# [TASK TO CARRY OUT]
In the records below, find every line with the word "rear" and copy it.

# [RECORD SET]
------------------------------

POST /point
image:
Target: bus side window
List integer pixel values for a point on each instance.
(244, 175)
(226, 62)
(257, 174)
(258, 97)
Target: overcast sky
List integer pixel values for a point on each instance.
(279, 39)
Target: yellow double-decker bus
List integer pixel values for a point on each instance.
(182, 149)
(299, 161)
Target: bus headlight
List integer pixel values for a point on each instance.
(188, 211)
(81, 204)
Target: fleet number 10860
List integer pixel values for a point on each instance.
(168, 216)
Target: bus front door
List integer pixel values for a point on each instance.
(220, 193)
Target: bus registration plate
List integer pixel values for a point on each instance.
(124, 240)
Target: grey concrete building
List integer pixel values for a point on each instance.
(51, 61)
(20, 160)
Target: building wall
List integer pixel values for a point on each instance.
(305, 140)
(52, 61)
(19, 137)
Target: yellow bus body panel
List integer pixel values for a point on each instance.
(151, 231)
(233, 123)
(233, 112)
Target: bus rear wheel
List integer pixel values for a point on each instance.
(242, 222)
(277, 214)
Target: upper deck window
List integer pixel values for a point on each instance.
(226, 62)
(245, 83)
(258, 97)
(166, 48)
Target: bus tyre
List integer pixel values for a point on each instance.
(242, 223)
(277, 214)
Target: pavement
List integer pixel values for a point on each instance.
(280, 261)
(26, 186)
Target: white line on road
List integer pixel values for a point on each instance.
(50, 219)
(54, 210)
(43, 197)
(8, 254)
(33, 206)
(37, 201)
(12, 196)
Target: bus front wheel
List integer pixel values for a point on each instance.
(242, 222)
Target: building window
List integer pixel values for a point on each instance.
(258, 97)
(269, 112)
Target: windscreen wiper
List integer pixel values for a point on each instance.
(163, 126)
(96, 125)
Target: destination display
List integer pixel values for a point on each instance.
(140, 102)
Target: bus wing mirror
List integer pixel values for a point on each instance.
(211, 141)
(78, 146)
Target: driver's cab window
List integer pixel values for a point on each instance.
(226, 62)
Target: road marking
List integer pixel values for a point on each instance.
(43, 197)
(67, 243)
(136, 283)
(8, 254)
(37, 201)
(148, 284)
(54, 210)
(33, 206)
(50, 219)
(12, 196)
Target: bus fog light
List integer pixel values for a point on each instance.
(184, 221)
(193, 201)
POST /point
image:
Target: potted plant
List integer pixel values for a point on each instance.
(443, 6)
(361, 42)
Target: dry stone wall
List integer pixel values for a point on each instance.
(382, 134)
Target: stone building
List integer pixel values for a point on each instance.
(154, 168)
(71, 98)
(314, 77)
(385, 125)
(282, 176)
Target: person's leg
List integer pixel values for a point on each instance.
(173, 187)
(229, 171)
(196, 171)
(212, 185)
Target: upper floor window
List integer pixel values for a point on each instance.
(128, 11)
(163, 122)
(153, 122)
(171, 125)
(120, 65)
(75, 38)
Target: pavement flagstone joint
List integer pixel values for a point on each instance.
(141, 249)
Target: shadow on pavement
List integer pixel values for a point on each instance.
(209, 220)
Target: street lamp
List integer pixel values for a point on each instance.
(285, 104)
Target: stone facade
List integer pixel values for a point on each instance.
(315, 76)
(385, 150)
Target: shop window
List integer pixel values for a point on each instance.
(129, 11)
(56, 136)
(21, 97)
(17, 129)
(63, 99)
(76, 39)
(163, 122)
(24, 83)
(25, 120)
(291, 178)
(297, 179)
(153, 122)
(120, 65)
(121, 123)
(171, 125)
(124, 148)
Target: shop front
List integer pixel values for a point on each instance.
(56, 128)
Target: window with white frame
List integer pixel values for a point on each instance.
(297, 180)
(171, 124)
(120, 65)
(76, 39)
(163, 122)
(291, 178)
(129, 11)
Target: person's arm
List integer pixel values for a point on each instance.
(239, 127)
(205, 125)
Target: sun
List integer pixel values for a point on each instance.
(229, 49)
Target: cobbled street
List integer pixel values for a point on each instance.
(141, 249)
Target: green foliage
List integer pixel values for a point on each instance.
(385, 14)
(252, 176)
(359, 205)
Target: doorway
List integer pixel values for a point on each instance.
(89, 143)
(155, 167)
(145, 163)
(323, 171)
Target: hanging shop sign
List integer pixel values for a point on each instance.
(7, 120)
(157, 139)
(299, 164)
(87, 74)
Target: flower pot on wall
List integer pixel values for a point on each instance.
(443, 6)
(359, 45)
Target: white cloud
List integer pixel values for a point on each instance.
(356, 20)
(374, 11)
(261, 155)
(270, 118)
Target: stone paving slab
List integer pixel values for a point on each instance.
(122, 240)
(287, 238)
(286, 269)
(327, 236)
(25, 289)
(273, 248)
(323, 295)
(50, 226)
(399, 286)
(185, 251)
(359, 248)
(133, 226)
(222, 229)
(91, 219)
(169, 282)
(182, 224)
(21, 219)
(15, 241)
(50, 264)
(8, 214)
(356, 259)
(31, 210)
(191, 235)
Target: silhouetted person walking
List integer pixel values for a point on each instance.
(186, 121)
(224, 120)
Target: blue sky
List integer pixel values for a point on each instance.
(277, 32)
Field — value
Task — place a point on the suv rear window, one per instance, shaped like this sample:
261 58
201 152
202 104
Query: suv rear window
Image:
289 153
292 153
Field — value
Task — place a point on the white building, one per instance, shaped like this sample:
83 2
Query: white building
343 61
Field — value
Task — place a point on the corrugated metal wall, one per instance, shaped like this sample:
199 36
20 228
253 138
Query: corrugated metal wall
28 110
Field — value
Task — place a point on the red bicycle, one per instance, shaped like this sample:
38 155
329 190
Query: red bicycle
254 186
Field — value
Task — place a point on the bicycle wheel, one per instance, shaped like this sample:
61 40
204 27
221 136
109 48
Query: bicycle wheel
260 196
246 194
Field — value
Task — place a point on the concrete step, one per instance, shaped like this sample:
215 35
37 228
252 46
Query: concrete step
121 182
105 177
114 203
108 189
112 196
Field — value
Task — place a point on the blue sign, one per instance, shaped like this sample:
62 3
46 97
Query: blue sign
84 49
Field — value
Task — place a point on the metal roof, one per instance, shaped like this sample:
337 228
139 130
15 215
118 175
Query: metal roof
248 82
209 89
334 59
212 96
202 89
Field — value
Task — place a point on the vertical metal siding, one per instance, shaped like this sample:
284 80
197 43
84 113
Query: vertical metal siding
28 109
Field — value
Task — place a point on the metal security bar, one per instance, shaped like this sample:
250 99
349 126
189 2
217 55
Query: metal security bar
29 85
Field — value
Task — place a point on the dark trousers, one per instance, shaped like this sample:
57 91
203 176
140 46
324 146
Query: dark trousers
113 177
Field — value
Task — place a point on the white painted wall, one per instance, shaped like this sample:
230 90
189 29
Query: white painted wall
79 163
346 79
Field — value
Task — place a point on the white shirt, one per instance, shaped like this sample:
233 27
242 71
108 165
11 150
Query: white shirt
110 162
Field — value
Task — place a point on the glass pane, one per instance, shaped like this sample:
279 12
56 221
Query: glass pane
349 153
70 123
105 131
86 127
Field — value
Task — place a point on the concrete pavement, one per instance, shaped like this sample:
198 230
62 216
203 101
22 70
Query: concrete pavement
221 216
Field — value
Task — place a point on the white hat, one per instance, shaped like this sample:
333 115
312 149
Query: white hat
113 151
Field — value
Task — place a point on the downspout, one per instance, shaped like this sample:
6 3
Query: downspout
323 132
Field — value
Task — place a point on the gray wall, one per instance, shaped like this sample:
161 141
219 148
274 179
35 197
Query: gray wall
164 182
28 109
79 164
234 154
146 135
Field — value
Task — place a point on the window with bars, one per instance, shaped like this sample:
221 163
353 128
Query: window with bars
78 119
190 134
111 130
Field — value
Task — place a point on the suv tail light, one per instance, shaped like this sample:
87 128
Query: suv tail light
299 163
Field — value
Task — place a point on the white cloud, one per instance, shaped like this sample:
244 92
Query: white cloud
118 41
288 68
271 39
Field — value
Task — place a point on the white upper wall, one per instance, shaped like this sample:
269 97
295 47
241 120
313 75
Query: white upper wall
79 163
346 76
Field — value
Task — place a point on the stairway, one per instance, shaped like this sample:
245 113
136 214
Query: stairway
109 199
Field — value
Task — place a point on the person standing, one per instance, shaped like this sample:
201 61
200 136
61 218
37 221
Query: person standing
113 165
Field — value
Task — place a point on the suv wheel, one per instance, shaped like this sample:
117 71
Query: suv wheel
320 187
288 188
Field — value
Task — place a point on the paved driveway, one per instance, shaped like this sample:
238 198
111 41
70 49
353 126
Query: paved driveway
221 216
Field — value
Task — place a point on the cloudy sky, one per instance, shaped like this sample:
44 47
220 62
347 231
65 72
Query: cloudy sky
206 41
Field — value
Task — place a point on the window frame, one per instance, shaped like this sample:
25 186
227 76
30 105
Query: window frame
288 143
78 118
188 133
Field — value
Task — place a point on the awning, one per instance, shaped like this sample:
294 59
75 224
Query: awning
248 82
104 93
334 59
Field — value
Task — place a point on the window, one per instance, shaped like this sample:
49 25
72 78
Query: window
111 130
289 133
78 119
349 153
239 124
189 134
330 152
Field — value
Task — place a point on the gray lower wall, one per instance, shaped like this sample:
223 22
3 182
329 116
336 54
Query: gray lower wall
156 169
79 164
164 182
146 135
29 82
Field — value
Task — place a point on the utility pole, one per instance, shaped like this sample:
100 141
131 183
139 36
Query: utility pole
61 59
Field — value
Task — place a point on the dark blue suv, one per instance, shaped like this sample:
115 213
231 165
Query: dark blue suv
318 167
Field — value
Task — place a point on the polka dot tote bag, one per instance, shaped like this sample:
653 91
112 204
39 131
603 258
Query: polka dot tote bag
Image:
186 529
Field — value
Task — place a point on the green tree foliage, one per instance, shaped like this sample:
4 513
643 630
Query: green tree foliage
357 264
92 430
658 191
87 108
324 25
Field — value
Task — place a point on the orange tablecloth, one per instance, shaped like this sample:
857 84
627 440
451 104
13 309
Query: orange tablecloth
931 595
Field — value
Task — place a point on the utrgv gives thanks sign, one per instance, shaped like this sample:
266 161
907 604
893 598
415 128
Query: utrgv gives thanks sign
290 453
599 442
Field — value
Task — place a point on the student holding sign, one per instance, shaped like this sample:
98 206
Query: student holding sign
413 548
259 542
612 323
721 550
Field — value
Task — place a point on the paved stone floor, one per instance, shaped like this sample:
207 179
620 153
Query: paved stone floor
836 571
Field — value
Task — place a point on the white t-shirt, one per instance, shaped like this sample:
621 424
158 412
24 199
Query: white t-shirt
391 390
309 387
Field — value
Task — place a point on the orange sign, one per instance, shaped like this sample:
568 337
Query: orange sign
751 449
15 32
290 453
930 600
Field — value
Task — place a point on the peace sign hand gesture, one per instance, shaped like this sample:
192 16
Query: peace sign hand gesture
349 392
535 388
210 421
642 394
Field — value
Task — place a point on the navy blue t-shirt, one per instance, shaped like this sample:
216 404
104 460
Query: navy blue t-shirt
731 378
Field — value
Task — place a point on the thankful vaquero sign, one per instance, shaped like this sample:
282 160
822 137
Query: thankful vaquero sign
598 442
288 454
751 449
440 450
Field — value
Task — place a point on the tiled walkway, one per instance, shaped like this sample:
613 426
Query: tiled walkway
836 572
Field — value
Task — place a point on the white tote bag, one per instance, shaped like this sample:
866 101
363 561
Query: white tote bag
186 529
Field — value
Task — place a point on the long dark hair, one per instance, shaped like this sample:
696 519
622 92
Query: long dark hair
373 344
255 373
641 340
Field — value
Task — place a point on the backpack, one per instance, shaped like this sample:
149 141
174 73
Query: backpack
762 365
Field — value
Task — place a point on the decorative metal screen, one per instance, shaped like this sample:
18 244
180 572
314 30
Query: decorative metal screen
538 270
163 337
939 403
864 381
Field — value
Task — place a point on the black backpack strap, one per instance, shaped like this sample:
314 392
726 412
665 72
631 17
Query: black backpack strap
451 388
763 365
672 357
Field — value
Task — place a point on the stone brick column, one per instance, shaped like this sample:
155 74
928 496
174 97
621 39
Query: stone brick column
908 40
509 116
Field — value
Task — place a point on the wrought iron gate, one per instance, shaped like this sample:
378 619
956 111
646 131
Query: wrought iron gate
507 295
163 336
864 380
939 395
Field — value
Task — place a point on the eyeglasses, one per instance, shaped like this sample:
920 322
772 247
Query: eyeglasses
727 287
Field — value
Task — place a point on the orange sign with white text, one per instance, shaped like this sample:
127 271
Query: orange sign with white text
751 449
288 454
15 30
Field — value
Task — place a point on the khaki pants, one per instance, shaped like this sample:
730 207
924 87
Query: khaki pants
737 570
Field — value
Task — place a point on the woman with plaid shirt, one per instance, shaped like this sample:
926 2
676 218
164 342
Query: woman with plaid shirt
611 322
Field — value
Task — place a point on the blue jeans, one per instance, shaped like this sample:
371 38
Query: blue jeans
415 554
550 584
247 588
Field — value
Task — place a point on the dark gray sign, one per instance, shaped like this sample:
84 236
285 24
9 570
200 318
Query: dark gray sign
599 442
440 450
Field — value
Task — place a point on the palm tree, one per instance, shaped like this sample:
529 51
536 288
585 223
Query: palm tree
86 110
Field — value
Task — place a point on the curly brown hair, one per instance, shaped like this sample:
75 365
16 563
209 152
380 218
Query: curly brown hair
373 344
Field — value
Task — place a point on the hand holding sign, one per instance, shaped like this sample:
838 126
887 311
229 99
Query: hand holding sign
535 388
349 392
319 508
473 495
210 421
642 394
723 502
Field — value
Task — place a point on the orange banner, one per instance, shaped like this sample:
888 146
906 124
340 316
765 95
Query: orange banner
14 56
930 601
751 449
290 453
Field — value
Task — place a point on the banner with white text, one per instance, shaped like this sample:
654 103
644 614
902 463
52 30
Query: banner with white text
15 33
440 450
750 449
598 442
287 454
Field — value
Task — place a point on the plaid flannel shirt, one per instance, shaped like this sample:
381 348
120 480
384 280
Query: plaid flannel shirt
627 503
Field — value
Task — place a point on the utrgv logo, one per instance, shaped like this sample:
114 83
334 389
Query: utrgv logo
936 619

------------------------------

# [OUTPUT FOR THIS EXERCISE]
Target: bus rear wheel
Task — place a point on the suv rear window, one per instance, shaped like this sample:
Query: suv rear window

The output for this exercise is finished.